= GOALS =
a) Answer these questions from the Christmas Seal article, not the listing:
(i) Which group issued the "Good Health, Fight TB" poster?
(ii) In what year were the vertical format Christmas Seal posters first issued?
(iii) How much did a 1918 China Relief seal cost, and what did that sum pay for?
b) Can you pick up the Christmas Seal article from its final sentence and continue it, leaving the listing aside?

= EXCERPT PROVIDED =
Christmas Seal Posters
CS&CSS member, the late Joseph S. Wheeler, Jr., exhibited his Christmas Seal poster collection for many years across the country, primarily at stamp shows. His collection was educational and fun. Illustrated here are the earliest Christmas Seal posters. The "Good Health, Fight TB" with double barred cross and holly, issued between 1908 and 1910 by the Federated Women's Club, was reported by the National Tuberculosis Association to be one of the earliest TB posters.
1) The horizontal format posters were used on public transportation (buses and subway cars), and seem to have been phased out in the 40's.
2) The vertical format Christmas Seal posters with Christmas Seal designs, first issued in 1920, form a long series which came in several different sizes.
American Red Cross - 1918 China Relief
These two rare TB seals are listed in Green's Catalog of US Local Tuberculosis seals and were issued during WW1. Sold in China, as well as the US. This full page newspaper advertisement is from the North China Daily News, May 1918. Twenty-five cents was a large sum for a fundraising seal at the time, and paid for one bandage. It is unknown if the American Red Cross goal of 2,000,000 bandages ($500,000) was met, but purchasers were encouraged to use them on their mail. I came across this old newspaper when looking thru a stack of over sized items I put away 20+ years ago. The #5 seal has English text, but the #6 is in Chinese, and translates, "The aim of the American Red Cross is to relieve the wretched and wounded. The European war has produced a miserable condition..."

= ENTRIES SUPPLIED =
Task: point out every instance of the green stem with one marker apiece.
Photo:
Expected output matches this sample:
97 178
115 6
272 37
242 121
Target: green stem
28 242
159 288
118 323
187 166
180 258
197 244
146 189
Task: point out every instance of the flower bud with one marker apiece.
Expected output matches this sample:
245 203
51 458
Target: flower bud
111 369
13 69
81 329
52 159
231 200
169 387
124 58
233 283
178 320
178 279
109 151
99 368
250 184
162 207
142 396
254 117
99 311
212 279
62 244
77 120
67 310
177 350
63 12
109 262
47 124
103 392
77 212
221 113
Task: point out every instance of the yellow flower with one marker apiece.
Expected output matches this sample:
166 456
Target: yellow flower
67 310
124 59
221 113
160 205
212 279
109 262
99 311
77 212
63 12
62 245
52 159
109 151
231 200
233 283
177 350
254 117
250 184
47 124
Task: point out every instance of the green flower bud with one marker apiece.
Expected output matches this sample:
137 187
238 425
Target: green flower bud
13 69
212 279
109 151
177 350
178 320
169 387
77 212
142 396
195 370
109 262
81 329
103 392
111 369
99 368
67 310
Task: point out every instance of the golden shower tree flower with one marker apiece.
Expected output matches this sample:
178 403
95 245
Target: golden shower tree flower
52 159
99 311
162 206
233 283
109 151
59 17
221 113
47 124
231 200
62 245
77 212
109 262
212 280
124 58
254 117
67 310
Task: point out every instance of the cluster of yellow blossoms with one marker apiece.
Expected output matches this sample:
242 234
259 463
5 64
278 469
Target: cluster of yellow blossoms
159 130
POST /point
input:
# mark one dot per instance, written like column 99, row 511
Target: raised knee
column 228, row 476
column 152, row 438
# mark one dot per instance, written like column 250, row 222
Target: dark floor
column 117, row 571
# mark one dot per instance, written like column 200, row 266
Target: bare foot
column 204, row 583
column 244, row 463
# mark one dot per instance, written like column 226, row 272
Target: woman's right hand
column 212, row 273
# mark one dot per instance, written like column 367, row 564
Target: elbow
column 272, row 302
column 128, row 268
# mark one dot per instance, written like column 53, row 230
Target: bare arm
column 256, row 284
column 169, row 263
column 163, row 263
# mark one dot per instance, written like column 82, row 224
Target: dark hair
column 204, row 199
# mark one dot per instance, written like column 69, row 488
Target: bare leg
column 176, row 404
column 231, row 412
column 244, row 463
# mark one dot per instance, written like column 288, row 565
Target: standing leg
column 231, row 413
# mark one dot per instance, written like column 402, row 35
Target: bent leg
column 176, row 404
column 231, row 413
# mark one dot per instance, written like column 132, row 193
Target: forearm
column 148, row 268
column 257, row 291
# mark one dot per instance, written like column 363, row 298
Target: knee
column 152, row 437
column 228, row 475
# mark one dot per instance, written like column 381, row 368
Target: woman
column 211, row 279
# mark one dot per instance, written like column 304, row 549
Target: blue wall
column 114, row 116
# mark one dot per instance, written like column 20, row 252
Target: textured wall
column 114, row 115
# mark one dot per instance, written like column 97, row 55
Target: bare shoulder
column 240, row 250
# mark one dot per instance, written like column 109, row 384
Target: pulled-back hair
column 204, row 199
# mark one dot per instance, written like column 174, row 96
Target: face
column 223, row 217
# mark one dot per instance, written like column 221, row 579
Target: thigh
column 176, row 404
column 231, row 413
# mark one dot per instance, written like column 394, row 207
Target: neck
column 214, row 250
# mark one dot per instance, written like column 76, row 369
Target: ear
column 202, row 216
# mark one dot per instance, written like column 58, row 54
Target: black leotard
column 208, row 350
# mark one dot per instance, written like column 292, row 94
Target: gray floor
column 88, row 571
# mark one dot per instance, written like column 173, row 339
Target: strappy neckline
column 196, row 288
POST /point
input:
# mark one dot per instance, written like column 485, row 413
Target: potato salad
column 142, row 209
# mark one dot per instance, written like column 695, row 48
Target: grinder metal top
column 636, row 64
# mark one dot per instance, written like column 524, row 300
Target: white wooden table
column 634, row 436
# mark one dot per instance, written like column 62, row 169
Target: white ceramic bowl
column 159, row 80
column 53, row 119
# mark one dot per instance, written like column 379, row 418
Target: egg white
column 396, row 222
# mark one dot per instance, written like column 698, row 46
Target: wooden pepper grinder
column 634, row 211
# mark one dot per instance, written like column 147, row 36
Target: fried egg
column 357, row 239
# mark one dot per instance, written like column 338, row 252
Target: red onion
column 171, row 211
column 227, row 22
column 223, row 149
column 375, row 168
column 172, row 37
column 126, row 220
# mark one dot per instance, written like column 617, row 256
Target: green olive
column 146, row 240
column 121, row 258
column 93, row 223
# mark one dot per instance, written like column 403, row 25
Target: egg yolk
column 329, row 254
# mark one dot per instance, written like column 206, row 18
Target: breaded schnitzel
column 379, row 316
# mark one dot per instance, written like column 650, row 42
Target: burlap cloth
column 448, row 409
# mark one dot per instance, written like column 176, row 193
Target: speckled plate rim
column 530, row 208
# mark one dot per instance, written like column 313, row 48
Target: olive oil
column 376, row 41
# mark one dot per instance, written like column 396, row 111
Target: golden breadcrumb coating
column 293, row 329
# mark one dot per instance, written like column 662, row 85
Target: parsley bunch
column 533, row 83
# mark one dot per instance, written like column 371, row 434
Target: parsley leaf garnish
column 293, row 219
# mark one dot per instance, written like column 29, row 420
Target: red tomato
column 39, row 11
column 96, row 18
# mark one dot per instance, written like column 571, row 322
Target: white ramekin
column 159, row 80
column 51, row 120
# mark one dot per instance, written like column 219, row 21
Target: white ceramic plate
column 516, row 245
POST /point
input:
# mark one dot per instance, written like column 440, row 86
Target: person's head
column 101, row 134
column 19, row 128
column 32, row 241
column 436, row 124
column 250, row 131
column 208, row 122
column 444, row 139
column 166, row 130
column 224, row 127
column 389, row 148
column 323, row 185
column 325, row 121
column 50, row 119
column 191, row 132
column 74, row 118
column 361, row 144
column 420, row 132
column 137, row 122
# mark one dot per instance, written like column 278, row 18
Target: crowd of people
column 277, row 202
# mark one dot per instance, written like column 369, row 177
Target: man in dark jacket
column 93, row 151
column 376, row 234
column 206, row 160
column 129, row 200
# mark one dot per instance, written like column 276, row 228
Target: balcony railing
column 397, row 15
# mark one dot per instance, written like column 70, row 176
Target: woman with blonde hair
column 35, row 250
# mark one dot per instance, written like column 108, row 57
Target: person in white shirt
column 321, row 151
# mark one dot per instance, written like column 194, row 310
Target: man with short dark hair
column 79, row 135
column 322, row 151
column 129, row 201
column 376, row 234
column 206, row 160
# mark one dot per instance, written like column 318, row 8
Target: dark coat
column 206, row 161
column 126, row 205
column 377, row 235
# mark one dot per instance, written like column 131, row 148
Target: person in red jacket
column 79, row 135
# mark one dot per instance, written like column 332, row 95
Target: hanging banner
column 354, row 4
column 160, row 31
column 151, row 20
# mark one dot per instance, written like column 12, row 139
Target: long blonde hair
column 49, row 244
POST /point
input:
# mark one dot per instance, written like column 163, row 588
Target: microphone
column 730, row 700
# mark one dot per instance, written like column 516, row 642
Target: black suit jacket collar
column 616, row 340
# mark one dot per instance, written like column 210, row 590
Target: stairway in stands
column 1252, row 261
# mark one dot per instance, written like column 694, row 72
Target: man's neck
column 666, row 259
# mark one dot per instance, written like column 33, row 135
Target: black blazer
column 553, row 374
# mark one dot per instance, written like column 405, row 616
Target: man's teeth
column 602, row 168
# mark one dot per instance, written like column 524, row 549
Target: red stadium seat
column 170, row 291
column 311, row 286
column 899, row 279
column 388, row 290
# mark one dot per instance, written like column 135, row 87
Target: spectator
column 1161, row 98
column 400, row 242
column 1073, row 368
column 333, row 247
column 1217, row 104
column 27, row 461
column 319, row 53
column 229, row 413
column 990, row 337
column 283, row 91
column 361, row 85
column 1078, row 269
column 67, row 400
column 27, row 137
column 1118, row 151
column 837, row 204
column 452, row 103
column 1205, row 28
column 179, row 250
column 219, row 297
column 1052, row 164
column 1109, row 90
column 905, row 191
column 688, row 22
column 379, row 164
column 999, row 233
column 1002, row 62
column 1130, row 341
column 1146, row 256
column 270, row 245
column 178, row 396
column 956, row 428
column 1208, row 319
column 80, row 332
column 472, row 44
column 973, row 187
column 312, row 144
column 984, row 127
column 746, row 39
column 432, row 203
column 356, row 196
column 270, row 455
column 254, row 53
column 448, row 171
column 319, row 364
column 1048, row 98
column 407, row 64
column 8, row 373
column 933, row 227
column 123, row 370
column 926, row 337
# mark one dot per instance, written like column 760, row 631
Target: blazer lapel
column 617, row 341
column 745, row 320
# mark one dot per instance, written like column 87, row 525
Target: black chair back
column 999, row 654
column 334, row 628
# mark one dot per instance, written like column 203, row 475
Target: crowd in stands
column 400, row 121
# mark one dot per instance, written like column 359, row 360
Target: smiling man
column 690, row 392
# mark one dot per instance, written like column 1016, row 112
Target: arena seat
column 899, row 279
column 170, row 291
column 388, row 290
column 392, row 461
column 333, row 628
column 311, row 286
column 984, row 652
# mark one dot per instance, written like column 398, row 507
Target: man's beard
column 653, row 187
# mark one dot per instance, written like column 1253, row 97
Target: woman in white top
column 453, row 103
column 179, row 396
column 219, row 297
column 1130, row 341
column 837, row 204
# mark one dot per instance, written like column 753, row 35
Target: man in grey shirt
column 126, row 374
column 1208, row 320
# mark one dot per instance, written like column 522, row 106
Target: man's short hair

= OUTPUTS BY TASK =
a)
(i) The Federated Women's Club
(ii) 1920
(iii) Twenty-five cents, which paid for one bandage

b)
Unique 1913-4 Christmas Seal Tied On
Submitted by CS&CSS member Michael Willis, who says about it:
I "acquired" it as a teen. My father was a career naval officer who was also a buyer and seller of collections while we moved around. He purchased a huge lot of stamps that included a cigar box full of miscellaneous stuff from around the world which he sold me for I think $20. In it, I found this card and I just stuck it away with my other accumulated "collection" and eventually realized its rarity.
The origin of the type 4 seal is not known. Green's Catalog states: Unknown Printer, A very good copy of Type 2 but slightly smaller, with green dotted lines between seals which resemble rouletting, red and green on heavy manila paper, ungummed, 35×21½mm, imperforate. Copies exist with printing on back.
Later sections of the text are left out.